Render the rows below as a two-column CSV with the headers "prompt" and "points", one line for each row. Put each row's text and its answer in their own quoted fields with line breaks turned into spaces, cover every row, and leave out the pictures.

= Material to process =
------------------------------

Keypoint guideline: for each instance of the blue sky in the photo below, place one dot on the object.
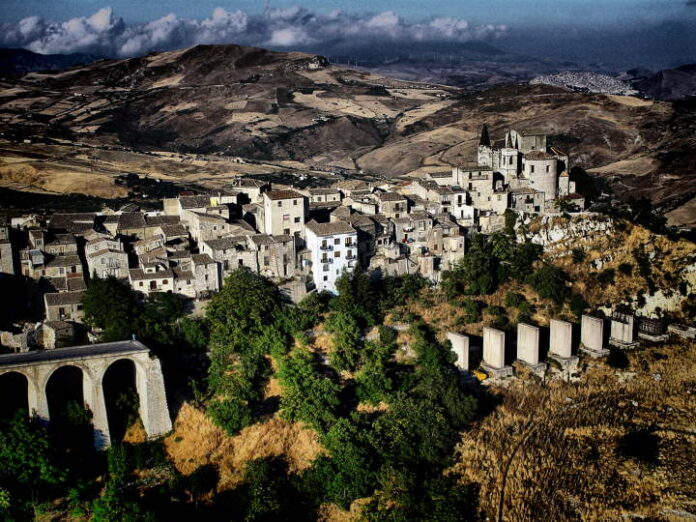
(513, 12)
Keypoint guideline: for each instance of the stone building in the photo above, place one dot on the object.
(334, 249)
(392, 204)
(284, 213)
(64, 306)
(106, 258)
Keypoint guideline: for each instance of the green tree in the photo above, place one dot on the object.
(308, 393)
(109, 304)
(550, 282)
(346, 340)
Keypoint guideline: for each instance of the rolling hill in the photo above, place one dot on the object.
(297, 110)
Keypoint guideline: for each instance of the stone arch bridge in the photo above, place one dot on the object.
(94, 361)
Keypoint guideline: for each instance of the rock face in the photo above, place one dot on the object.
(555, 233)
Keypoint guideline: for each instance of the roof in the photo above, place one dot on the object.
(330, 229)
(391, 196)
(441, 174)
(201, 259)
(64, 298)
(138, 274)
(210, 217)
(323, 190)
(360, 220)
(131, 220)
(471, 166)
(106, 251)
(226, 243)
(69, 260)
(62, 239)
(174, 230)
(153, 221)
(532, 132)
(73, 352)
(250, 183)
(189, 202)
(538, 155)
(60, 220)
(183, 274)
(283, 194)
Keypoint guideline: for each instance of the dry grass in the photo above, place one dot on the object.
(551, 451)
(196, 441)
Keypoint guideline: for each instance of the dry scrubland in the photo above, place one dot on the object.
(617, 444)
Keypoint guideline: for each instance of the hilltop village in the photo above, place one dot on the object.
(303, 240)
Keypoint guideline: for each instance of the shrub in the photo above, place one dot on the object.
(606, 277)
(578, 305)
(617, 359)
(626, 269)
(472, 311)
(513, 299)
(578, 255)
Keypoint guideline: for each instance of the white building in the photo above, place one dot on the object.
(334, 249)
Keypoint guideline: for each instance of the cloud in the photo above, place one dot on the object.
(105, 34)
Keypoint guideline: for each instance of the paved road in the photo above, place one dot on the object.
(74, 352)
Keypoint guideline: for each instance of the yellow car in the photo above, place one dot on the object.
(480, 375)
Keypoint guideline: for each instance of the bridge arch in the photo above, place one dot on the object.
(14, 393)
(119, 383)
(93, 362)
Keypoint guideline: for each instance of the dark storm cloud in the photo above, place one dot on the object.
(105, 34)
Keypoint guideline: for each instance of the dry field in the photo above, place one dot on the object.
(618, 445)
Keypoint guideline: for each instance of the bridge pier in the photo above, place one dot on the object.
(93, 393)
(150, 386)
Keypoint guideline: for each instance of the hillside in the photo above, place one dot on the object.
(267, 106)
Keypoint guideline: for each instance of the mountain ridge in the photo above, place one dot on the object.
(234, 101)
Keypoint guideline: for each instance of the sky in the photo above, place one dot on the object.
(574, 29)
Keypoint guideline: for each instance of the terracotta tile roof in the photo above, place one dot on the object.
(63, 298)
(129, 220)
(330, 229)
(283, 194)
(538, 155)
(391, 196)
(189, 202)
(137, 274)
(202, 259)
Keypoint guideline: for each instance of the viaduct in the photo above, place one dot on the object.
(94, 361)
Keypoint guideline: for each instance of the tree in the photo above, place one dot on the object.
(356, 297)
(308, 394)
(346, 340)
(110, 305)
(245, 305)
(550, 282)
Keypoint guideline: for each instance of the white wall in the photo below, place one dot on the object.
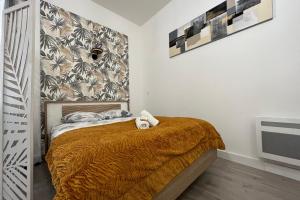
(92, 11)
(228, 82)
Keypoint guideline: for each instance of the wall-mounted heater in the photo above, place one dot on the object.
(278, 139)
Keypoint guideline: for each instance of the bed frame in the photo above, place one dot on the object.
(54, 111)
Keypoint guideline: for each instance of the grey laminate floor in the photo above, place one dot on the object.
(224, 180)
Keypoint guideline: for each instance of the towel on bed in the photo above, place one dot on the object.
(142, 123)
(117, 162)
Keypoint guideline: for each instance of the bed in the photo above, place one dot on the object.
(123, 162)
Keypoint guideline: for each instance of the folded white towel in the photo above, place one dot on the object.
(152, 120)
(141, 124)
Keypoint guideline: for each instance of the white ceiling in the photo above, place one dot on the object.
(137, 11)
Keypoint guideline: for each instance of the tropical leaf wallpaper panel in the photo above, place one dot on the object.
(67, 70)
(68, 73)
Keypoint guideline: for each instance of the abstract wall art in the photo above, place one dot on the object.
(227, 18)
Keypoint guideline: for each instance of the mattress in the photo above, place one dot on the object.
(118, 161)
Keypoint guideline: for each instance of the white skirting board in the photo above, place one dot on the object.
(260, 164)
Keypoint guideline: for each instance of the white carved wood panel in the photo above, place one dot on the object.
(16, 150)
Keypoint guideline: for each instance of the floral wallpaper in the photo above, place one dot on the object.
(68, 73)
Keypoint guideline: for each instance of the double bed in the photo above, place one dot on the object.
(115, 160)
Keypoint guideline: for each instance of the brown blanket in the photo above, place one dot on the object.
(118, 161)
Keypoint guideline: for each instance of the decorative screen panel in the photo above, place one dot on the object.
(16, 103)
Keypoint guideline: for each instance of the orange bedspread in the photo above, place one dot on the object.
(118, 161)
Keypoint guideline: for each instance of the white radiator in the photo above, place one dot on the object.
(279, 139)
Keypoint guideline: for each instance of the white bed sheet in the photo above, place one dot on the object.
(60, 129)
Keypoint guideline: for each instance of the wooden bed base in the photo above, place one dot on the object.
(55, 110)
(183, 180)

------------------------------

= Output =
prompt,points
"Keypoint guideline: for each instance of the blue sky in the photo below, place one dot on the object.","(513, 12)"
"Keypoint guideline: for each instance of the stone building in the photo above, place one dot on the object.","(334, 249) (392, 204) (284, 213) (64, 306) (106, 258)"
"Keypoint guideline: for each instance of the green tree in the photo above, place one dot on the object.","(308, 393) (109, 304) (550, 282) (346, 340)"
"Keypoint guideline: for each instance of the rolling hill in the photo above, place one dot on the object.","(297, 110)"
"Keypoint guideline: for each instance of the stone arch bridge in the photo above, place one dot on the object.","(94, 361)"
"Keypoint guideline: for each instance of the rock face in the photo above, place one dot on the object.","(555, 233)"
"Keypoint guideline: for each instance of the roof in the photo above, place one dot on the object.","(330, 229) (391, 196) (441, 174) (201, 259) (64, 298) (138, 274) (210, 217) (323, 190) (360, 220) (131, 220) (471, 166) (106, 251) (226, 243) (69, 260) (62, 239) (174, 230) (153, 221) (532, 132) (73, 352) (250, 183) (189, 202) (538, 155) (60, 220) (183, 274) (283, 194)"
"Keypoint guideline: for each instance of the dry grass in the photo above, place one dot on the object.","(551, 451) (196, 441)"
"Keypoint guideline: for each instance of the dry scrubland in the photo above, place one dot on the object.","(617, 444)"
"Keypoint guideline: for each instance of the hilltop village in the photo above, place one dot on the object.","(303, 240)"
"Keypoint guideline: for each instance of the shrub in the photo above, place one dot on the object.","(606, 277) (578, 305) (617, 359) (626, 269) (472, 311) (513, 299) (578, 255)"
"Keypoint guideline: for each instance of the white building in the photo above, place one dot on the object.","(334, 249)"
"Keypoint guideline: for each instance of the cloud in the photo above, place one dot on the object.","(105, 34)"
"Keypoint guideline: for each instance of the paved road in the photo above, place one dot on the object.","(74, 352)"
"Keypoint guideline: for each instance of the yellow car in the photo above, place one dot on the object.","(480, 375)"
"Keypoint guideline: for each instance of the bridge arch in the photo above, place one dot on the object.","(14, 393) (119, 383) (93, 362)"
"Keypoint guideline: for each instance of the dark storm cloud in the photo above, place one dot on the object.","(105, 34)"
"Keypoint guideline: for each instance of the dry field in the photo above, place one dot on the object.","(618, 445)"
"Keypoint guideline: for each instance of the bridge pier in the photo above, place one dot on the object.","(93, 393) (150, 386)"
"Keypoint guideline: for each instance of the hillside in the photo above, place one dot on the object.","(267, 106)"
"Keypoint guideline: for each instance of the mountain ridge in the photo above, place one dot on the object.","(234, 101)"
"Keypoint guideline: for each instance of the sky in the photo above, place one dot on the object.","(574, 29)"
"Keypoint guideline: for each instance of the terracotta tile roof in the photo above, place one dot on the object.","(63, 298) (129, 220) (330, 229) (283, 194) (538, 155) (391, 196) (189, 202) (137, 274) (202, 259)"
"Keypoint guideline: for each instance of the viaduct in the photo above, place one dot on the object.","(94, 361)"
"Keypoint guideline: for each instance of the tree in the photo above, place one dot on the object.","(356, 297) (308, 394) (346, 340) (110, 305) (245, 305) (550, 282)"
"Keypoint guideline: for each instance of the white wall in the photo below, place one dot on the object.","(92, 11) (228, 82)"
"Keypoint guideline: for each instance of the wall-mounted heater in the photo above, place one dot on the object.","(278, 139)"
"Keypoint guideline: for each instance of the bed frame in the photo above, place one dot on the object.","(54, 111)"
"Keypoint guideline: for each instance of the grey laminate floor in the photo above, place one dot on the object.","(224, 180)"
"Keypoint guideline: for each instance of the towel on bed in the photo above, place one dot on the object.","(142, 123) (117, 162)"
"Keypoint guideline: for each instance of the bed in the photo above, place one dot on the object.","(123, 162)"
"Keypoint guideline: for each instance of the folded white towel in the photo above, place one dot on the object.","(152, 120) (141, 124)"
"Keypoint guideline: for each instance of the white ceiling in the photo above, place one dot on the object.","(137, 11)"
"Keypoint guideline: for each instance of the tropical leaf wallpaper panel in the photo above, place one dot on the object.","(67, 70) (68, 73)"
"Keypoint guideline: for each instance of the abstract wall art in the photo above, place one dot on the object.","(227, 18)"
"Keypoint guideline: for each instance of the mattress in the photo above, place one dot on the object.","(118, 161)"
"Keypoint guideline: for each instance of the white skirting board in the photo above, place one dot on the object.","(260, 164)"
"Keypoint guideline: for each instance of the white carved wood panel in the photo above, place one dot on the object.","(16, 150)"
"Keypoint guideline: for each instance of the floral wallpaper in the photo above, place one dot on the object.","(68, 73)"
"Keypoint guideline: for each instance of the double bed in the photo above, place one dot on the object.","(115, 160)"
"Keypoint guideline: for each instance of the brown blanket in the photo above, place one dot on the object.","(118, 161)"
"Keypoint guideline: for each instance of the decorative screen panel in the photo above, place one dot on the object.","(16, 103)"
"Keypoint guideline: for each instance of the orange bedspread in the photo above, place one dot on the object.","(118, 161)"
"Keypoint guideline: for each instance of the white radiator in the photo above, place one dot on the object.","(279, 139)"
"Keypoint guideline: for each instance of the white bed sheet in the photo above, place one dot on the object.","(60, 129)"
"Keypoint guideline: for each instance of the wooden bed base in the photo above, place one dot on the object.","(55, 110) (183, 180)"